### Supplied passage
--------

From: Toshiaki Makita <makita.toshi...@lab.ntt.co.jp>

This allows further redirection of xdp_frames like

 NIC   -> veth--veth -> veth--veth
 (XDP)          (XDP)         (XDP)

The intermediate XDP, redirecting packets from NIC to the other veth,
reuses xdp_mem_info from NIC so that page recycling of the NIC works on
the destination veth's XDP.
In this way return_frame is not fully guarded by NAPI, since another
NAPI handler on another cpu may use the same xdp_mem_info concurrently.
Thus disable napi_direct by xdp_set_return_frame_no_direct() during the
NAPI context.

v4:
- Use xdp_[set|clear]_return_frame_no_direct() instead of a flag in
  xdp_mem_info.

v3:
- Fix double free when veth_xdp_tx() returns a positive value.
- Convert xdp_xmit and xdp_redir variables into flags.

Signed-off-by: Toshiaki Makita <makita.toshi...@lab.ntt.co.jp>
Signed-off-by: Toshiaki Makita <toshiaki.maki...@gmail.com>
---
 drivers/net/veth.c | 119 +++++++++++++++++++++++++++++++++++++++++++++++++----
 1 file changed, 110 insertions(+), 9 deletions(-)

diff --git a/drivers/net/veth.c b/drivers/net/veth.c
index acdb1c543f4b..60397a8ea2e9 100644
--- a/drivers/net/veth.c
+++ b/drivers/net/veth.c
@@ -32,6 +32,10 @@
 #define VETH_RING_SIZE         256
 #define VETH_XDP_HEADROOM      (XDP_PACKET_HEADROOM + NET_IP_ALIGN)
 
+/* Separating two types of XDP xmit */
+#define VETH_XDP_TX            BIT(0)
+#define VETH_XDP_REDIR         BIT(1)
+
 struct pcpu_vstats {
        u64                     packets;
        u64                     bytes;
@@ -45,6 +49,7 @@ struct veth_priv {
        struct bpf_prog         *_xdp_prog;
        struct net_device __rcu *peer;
        atomic64_t              dropped;
+       struct xdp_mem_info     xdp_mem;
        unsigned                requested_headroom;
        bool                    rx_notify_masked;
        struct ptr_ring         xdp_ring;
@@ -317,10 +322,42 @@ static int veth_xdp_xmit(struct net_device *dev, int n,
        return n - drops;
 }
 
+static void veth_xdp_flush(struct net_device *dev)
+{
+       struct veth_priv *rcv_priv, *priv = netdev_priv(dev);
+       struct net_device *rcv;
+
+       rcu_read_lock();
+       rcv = rcu_dereference(priv->peer);
+       if (unlikely(!rcv))
+               goto out;
+
+       rcv_priv = netdev_priv(rcv);
+       /* xdp_ring is initialized on receive side? */
+       if (unlikely(!rcu_access_pointer(rcv_priv->xdp_prog)))
+               goto out;
+
+       __veth_xdp_flush(rcv_priv);
+out:
+       rcu_read_unlock();
+}
+
+static int veth_xdp_tx(struct net_device *dev, struct xdp_buff *xdp)
+{
+       struct xdp_frame *frame = convert_to_xdp_frame(xdp);
+
+       if (unlikely(!frame))
+               return -EOVERFLOW;
+
+       return veth_xdp_xmit(dev, 1, &frame, 0);
+}
+
 static struct sk_buff *veth_xdp_rcv_one(struct veth_priv *priv,
-                                       struct xdp_frame *frame)

--------

### Supplied information
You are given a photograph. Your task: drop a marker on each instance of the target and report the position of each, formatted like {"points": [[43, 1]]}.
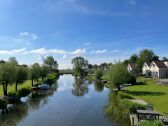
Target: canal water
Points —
{"points": [[71, 102]]}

--------

### Exercise tasks
1. Answer these questions about the veth patch.
(a) Which function disables napi_direct during the NAPI context?
(b) What does veth_xdp_tx() return when the frame conversion fails?
(c) How many insertions and deletions does the patch make?
2. Echo the stretch of the veth patch from "In this way" through "xdp_mem_info.", word for word.
The listing isn't needed here.

### Solutions per task
1.
(a) xdp_set_return_frame_no_direct()
(b) -EOVERFLOW
(c) 110 insertions and 9 deletions

2.
In this way return_frame is not fully guarded by NAPI, since another
NAPI handler on another cpu may use the same xdp_mem_info concurrently.
Thus disable napi_direct by xdp_set_return_frame_no_direct() during the
NAPI context.

v4:
- Use xdp_[set|clear]_return_frame_no_direct() instead of a flag in
  xdp_mem_info.